Entries on locating named things =>
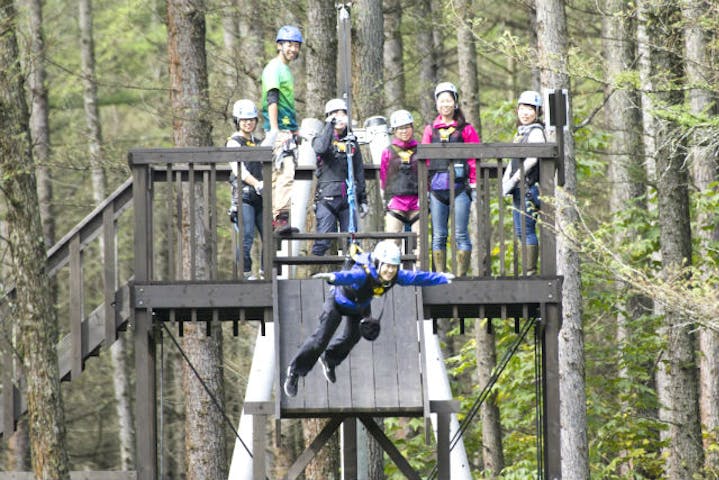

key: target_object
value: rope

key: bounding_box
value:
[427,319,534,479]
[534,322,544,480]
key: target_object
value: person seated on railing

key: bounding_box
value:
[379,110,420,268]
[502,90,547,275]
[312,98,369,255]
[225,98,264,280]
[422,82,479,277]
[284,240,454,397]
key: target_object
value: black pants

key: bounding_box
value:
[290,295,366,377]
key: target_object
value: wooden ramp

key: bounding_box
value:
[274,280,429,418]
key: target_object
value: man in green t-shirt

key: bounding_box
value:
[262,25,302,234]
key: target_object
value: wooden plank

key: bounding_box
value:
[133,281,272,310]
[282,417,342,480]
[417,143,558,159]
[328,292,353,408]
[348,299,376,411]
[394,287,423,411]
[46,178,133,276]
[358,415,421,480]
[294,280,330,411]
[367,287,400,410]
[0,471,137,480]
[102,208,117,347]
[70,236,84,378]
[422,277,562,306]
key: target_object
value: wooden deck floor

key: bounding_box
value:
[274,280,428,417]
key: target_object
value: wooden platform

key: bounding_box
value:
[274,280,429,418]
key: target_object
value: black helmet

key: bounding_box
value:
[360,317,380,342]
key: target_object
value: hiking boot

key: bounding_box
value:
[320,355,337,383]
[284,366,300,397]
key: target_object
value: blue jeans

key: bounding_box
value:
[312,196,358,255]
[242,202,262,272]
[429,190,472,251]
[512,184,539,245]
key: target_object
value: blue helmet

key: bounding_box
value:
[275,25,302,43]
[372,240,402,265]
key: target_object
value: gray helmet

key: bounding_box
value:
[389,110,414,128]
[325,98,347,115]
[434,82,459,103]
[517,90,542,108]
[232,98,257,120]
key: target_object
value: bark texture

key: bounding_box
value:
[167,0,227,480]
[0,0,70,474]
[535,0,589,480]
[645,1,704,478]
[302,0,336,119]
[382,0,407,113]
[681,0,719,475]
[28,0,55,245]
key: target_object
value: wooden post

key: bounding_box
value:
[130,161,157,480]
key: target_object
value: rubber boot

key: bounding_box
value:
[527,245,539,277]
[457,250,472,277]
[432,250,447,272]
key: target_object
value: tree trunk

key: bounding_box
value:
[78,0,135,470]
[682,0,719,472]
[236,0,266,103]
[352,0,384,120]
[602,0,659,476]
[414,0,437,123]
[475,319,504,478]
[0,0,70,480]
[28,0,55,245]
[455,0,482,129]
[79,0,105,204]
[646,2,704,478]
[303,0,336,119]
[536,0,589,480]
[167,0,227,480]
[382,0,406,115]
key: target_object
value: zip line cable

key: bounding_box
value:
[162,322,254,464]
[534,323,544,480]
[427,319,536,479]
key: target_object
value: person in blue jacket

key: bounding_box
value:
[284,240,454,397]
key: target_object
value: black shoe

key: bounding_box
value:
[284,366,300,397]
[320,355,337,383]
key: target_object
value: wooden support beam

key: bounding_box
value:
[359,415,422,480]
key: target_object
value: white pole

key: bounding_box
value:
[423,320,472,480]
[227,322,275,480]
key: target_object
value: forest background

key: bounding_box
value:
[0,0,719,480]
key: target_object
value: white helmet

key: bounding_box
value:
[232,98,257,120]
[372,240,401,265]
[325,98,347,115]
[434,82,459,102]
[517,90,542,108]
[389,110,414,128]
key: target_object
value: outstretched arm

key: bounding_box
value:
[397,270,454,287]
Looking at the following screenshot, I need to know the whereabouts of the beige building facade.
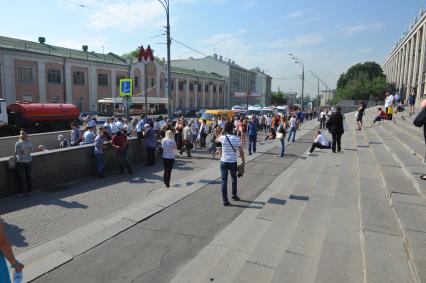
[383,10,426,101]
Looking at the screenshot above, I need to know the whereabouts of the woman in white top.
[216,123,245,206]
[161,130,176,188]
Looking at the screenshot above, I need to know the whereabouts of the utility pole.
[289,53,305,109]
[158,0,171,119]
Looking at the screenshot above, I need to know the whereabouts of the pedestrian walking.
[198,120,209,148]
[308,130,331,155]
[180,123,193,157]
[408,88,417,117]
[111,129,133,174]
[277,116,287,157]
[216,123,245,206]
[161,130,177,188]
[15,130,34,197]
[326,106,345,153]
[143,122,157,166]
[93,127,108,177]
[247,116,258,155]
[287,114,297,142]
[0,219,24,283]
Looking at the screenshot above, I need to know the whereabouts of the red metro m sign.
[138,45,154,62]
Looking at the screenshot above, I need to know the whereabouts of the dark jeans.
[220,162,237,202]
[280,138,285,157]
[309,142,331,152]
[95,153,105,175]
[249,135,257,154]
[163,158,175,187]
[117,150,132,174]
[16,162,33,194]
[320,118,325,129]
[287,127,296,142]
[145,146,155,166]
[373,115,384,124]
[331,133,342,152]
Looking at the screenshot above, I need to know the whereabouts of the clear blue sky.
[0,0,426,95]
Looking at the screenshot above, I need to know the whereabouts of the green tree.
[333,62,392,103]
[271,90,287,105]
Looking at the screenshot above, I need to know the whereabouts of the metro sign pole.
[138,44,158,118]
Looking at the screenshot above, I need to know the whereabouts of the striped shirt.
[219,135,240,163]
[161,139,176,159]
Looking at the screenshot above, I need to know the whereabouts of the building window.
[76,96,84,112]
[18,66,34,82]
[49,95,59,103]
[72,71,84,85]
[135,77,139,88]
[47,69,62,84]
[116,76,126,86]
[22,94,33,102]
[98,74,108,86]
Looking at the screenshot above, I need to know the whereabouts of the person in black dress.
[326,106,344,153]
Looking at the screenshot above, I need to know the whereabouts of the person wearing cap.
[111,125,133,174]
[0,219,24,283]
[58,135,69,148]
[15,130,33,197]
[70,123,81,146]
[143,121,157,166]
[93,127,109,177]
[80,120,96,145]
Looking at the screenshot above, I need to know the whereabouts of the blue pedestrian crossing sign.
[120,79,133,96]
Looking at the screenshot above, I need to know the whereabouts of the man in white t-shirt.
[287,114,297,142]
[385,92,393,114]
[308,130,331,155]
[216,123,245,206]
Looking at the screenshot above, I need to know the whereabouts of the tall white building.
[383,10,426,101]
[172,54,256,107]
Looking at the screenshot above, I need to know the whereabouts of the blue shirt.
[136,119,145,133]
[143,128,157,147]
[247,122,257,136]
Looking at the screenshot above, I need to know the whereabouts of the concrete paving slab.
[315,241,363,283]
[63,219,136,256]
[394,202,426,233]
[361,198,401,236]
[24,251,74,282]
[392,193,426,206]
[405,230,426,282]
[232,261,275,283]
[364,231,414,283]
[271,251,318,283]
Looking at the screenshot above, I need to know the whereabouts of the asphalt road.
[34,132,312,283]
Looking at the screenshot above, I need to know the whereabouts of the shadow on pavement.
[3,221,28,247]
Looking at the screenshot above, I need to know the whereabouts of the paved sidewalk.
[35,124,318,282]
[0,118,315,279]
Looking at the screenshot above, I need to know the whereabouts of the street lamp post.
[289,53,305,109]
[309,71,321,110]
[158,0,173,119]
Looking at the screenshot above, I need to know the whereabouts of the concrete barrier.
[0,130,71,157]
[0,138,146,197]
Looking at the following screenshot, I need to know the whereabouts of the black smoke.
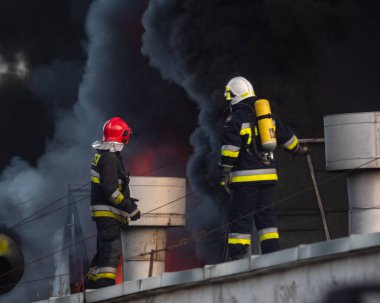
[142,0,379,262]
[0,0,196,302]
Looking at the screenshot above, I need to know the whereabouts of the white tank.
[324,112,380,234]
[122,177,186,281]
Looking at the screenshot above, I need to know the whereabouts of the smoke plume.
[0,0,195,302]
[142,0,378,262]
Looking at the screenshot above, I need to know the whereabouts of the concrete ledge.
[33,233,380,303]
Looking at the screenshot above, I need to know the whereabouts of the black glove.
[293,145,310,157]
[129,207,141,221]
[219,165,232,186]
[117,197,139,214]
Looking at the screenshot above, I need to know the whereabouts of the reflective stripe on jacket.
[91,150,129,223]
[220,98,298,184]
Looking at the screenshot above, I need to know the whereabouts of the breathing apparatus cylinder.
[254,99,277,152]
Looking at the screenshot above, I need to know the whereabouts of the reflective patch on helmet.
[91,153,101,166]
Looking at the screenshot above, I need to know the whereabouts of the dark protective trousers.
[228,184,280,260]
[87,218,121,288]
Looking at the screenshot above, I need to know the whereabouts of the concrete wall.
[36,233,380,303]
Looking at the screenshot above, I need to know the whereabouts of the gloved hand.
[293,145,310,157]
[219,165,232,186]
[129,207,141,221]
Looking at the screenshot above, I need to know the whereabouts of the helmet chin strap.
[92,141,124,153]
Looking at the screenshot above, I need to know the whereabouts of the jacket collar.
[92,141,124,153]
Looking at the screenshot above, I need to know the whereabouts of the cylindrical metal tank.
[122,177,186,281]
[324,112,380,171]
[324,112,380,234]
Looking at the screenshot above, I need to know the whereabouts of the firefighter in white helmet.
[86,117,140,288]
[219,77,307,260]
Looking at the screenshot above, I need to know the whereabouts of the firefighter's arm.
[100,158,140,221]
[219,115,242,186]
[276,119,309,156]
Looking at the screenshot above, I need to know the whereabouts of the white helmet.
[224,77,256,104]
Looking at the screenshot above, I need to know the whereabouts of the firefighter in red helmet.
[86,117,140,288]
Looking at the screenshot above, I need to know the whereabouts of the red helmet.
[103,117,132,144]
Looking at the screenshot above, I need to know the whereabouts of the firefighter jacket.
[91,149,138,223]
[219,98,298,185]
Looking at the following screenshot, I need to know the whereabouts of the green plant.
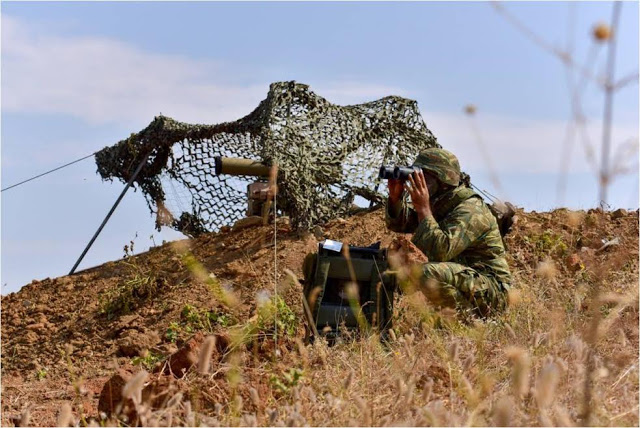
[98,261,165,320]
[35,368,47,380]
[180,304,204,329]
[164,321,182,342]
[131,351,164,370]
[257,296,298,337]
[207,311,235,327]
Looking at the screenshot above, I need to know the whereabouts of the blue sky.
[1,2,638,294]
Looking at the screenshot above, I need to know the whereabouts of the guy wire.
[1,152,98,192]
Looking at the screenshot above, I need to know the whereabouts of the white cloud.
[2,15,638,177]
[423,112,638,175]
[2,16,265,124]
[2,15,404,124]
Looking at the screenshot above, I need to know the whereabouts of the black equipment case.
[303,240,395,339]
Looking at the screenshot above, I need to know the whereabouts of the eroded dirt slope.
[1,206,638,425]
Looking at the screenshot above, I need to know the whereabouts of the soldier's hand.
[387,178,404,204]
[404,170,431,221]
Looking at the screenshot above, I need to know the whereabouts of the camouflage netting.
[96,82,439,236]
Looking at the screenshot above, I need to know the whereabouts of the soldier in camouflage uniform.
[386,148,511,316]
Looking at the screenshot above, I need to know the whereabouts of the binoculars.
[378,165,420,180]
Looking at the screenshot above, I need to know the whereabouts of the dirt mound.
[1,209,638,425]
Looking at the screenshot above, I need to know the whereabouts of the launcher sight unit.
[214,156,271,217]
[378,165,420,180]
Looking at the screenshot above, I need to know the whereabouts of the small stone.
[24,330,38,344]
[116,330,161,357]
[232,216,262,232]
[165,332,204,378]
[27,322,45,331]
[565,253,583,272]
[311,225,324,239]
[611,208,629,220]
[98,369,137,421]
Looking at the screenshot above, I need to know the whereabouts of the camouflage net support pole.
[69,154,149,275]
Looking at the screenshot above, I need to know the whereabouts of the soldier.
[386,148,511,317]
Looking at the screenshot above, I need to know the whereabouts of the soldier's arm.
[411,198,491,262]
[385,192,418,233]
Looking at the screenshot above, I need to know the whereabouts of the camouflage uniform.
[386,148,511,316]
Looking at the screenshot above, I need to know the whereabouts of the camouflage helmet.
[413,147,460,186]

Task => List every line in the data above that contains the word "pole", copying each one in full.

Output below =>
value: white pole
Looking at the screenshot above, I need to know the whereabouts of the utility pole.
Looking at the screenshot above, I need to know the whereabouts of the metro sign pole.
Looking at the screenshot above, I need to know the whereabouts of the camouflage net support pole.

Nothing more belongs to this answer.